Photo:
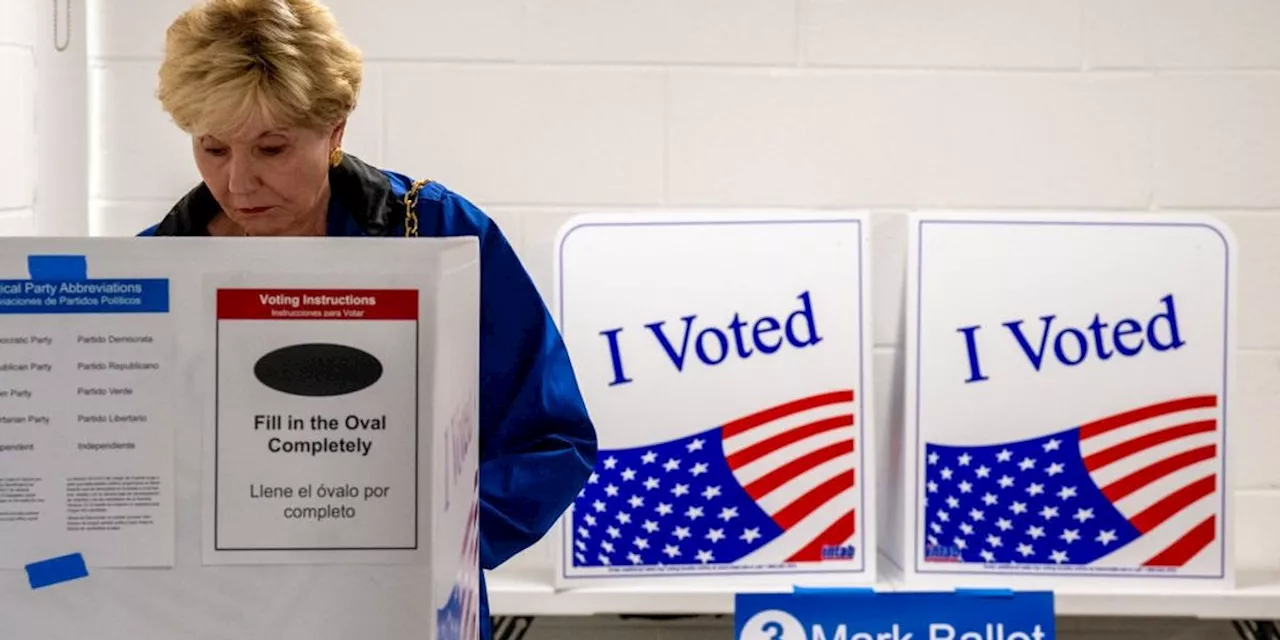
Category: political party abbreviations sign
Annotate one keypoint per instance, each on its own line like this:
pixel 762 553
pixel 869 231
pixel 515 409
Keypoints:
pixel 725 361
pixel 1069 382
pixel 301 407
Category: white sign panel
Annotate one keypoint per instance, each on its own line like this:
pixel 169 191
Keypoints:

▬▬▬▬▬▬▬▬▬▬

Wherever the string "Category" turns up in the material, copy the whole line.

RESPONSE AREA >>
Category: political party abbreviations sign
Category: white sign panel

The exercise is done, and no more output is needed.